■ **DESCRIPTION OF THE TASK**: Filter the records below down to the lines that include the word "black", and copy each such line.

■ **MATERIAL FOR THIS EXERCISE**:
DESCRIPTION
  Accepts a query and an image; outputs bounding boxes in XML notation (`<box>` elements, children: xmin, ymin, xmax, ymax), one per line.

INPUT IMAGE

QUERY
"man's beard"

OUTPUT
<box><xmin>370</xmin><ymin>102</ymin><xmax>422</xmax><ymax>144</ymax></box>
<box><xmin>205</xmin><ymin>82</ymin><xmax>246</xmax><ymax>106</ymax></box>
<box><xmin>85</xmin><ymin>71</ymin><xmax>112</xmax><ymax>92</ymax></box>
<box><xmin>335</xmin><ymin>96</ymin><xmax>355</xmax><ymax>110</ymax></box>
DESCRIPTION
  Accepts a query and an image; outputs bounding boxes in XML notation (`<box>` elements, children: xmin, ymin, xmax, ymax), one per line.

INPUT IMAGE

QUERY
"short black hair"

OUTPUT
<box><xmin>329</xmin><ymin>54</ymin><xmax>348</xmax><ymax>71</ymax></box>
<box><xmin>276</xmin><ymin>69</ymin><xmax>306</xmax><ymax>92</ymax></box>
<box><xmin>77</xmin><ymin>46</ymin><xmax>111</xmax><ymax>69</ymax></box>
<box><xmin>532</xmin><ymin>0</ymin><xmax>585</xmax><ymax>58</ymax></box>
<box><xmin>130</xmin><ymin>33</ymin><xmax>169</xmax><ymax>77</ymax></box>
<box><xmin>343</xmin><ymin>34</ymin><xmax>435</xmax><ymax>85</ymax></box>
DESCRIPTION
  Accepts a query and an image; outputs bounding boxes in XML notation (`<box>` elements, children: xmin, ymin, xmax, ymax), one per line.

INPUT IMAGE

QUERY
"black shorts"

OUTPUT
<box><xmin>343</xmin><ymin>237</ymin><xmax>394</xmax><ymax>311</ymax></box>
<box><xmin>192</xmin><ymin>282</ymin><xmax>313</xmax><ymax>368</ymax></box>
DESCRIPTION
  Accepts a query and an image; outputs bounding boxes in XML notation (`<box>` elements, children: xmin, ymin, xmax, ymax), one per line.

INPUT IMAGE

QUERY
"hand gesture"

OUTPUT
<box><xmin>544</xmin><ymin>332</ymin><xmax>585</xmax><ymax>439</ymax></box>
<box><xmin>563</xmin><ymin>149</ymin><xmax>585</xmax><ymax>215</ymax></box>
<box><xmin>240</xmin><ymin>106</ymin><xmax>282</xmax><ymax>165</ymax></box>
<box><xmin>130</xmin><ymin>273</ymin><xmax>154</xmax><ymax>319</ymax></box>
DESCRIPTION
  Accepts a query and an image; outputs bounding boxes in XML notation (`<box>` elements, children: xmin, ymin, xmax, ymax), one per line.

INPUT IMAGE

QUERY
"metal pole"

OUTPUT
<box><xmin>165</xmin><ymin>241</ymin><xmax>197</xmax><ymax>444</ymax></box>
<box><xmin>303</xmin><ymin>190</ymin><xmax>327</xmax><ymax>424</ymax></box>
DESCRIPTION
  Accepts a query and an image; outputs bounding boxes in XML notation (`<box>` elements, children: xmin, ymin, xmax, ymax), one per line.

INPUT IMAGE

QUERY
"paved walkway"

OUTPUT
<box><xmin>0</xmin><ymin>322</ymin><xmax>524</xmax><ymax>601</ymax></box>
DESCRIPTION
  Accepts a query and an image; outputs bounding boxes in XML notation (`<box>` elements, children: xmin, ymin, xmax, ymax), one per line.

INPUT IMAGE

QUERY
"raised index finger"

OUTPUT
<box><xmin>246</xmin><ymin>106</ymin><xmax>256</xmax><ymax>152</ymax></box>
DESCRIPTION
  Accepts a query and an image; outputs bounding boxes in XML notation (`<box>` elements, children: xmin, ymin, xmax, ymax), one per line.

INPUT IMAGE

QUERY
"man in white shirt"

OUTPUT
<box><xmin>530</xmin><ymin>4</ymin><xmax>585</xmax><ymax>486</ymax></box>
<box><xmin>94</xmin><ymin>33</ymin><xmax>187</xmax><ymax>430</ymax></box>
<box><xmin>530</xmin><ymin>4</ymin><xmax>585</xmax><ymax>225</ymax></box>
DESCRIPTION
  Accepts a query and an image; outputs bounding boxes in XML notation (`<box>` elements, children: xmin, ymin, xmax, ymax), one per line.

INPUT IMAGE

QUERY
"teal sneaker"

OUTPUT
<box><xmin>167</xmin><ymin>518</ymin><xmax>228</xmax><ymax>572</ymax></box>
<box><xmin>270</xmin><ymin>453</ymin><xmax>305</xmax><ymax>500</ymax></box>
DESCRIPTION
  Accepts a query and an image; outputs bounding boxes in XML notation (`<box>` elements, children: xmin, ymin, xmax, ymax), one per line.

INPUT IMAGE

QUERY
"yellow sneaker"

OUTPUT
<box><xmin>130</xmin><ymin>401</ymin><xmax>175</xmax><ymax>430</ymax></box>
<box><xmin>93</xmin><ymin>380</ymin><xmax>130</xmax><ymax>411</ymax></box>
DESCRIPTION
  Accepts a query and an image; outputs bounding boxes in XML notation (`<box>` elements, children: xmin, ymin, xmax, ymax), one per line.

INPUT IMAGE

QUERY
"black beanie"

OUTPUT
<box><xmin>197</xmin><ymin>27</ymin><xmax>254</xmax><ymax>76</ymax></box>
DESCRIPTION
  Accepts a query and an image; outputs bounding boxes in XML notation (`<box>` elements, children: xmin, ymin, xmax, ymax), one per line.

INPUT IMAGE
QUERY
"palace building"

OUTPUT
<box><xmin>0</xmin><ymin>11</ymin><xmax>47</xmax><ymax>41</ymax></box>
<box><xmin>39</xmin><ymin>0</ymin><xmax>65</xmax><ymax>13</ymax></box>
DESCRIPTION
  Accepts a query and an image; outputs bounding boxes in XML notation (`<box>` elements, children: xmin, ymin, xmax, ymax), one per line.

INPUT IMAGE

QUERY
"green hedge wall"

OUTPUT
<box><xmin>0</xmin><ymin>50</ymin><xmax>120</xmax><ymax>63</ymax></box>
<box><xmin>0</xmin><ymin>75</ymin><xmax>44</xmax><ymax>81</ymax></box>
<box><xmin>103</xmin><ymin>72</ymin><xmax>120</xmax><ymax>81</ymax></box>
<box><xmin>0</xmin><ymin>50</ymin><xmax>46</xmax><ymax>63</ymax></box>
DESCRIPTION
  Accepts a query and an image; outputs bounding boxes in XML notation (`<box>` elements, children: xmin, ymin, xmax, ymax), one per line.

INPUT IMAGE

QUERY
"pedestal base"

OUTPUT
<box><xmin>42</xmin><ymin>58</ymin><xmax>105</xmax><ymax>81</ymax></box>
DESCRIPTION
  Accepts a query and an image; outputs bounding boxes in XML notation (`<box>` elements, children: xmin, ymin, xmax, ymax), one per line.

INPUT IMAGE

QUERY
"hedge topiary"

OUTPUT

■ **PROBLEM SOLUTION**:
"short black hair"
"black shorts"
"black beanie"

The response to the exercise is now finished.